WORK INSTRUCTIONS:
1. In the tumbleweed article below, condense the paragraph beginning "This particular species, called Salsola ryanii" into a short bulleted list that keeps its main facts.
2. According to the tumbleweed article below, when did the group of tumbleweeds first come to the United States, and from where?
3. Carry on the tumbleweed article below from its final sentence, using its style and subject.
START TEXT
A good-sized Salsola ryanii, in the bed of researcher Shana Welles's truck. (Photo: UC Riverside)

A good-sized Salsola ryanii, in the bed of researcher Shana Welles’s truck. (Photo: UC Riverside)

Last fall, a tumbleweed made headlines when it took on a self-driving car and won.

What looked like a funny coincidence may have been a spiky scout. Researchers announced that a hybrid tumbleweed species, whose members can grow to the size of truck beds, has recently been spotted for the first time in San Francisco.

Despite their Old West reputation, all tumbleweeds are invasive—the group first came to the United States from Asia in the late 1800s, and has since buried towns, swamped farms, and interrupted technological progress all over the country.

This particular species, called Salsola ryanii, is a hybrid of two others: S. tragus and S. australis. All three species look mostly alike, but have different biological properties that affect how each interacts with the environment. Researchers first identified S. ryanii back in 2002, when it was mostly rolling around Central Valley and showed no signs of expanding its range.
END TEXT
START SUPPLIED MATERIAL
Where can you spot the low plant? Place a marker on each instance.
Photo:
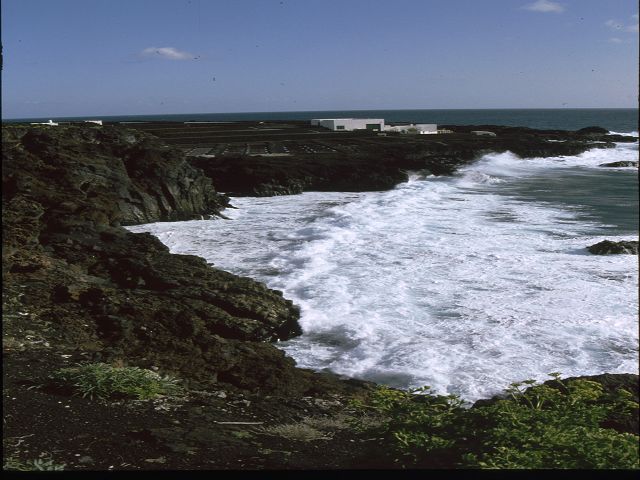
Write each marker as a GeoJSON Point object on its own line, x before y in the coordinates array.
{"type": "Point", "coordinates": [43, 464]}
{"type": "Point", "coordinates": [103, 381]}
{"type": "Point", "coordinates": [561, 425]}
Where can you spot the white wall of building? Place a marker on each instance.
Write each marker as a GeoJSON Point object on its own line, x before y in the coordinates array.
{"type": "Point", "coordinates": [348, 124]}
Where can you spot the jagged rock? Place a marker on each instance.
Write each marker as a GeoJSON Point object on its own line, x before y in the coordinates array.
{"type": "Point", "coordinates": [607, 247]}
{"type": "Point", "coordinates": [380, 164]}
{"type": "Point", "coordinates": [620, 164]}
{"type": "Point", "coordinates": [120, 296]}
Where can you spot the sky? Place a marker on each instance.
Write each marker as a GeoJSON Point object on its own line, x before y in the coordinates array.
{"type": "Point", "coordinates": [127, 57]}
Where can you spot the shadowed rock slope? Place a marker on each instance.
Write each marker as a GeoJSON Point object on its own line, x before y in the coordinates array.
{"type": "Point", "coordinates": [79, 282]}
{"type": "Point", "coordinates": [380, 163]}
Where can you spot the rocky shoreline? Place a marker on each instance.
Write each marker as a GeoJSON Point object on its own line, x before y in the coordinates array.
{"type": "Point", "coordinates": [77, 287]}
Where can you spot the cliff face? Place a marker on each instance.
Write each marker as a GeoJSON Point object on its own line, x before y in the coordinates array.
{"type": "Point", "coordinates": [380, 163]}
{"type": "Point", "coordinates": [86, 285]}
{"type": "Point", "coordinates": [109, 175]}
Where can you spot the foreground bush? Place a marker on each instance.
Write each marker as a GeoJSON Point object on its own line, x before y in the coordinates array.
{"type": "Point", "coordinates": [99, 380]}
{"type": "Point", "coordinates": [557, 425]}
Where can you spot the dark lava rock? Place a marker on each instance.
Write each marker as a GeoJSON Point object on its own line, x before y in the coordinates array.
{"type": "Point", "coordinates": [619, 164]}
{"type": "Point", "coordinates": [380, 163]}
{"type": "Point", "coordinates": [118, 296]}
{"type": "Point", "coordinates": [607, 247]}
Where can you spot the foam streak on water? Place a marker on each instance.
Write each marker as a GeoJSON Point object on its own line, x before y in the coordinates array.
{"type": "Point", "coordinates": [457, 283]}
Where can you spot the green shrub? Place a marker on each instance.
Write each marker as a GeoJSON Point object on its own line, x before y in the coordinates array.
{"type": "Point", "coordinates": [44, 464]}
{"type": "Point", "coordinates": [536, 426]}
{"type": "Point", "coordinates": [99, 380]}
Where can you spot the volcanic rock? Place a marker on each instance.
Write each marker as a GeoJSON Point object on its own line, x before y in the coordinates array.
{"type": "Point", "coordinates": [607, 247]}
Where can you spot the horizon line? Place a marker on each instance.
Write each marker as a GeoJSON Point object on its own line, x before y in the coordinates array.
{"type": "Point", "coordinates": [308, 111]}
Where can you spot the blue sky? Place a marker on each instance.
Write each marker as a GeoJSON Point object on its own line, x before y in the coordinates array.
{"type": "Point", "coordinates": [119, 57]}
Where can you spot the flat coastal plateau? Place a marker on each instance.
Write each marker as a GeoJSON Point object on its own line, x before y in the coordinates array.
{"type": "Point", "coordinates": [78, 288]}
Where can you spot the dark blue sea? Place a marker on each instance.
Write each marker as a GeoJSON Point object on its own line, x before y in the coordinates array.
{"type": "Point", "coordinates": [464, 283]}
{"type": "Point", "coordinates": [616, 119]}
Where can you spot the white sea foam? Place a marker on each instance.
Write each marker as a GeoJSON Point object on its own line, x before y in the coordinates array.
{"type": "Point", "coordinates": [442, 281]}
END SUPPLIED MATERIAL
ANSWER SET:
1.
- Salsola ryanii is a hybrid of S. tragus and S. australis.
- The three species look mostly alike but differ in biological properties that shape how each interacts with the environment.
- Researchers first identified S. ryanii in 2002.
- At that time it was found mostly in Central Valley and showed no signs of expanding its range.

2. They came from Asia in the late 1800s.

3.
Since then, though, it has ventured northwest to the San Francisco coast and south to Ventura. “We are not aware of any plant neospecies whose range spontaneously experienced such a dramatic expansion,” botanists Shana Welles and Norman Ellstrand wrote in their paper on the subject, recently published in the American Journal of Botany.

They fear this one may be heading out of California altogether. “This species has the potential to be a problematic invasive,” Welles told Phys.org. “We want to make sure people know that and try to manage this species when it still had a relatively narrow range.”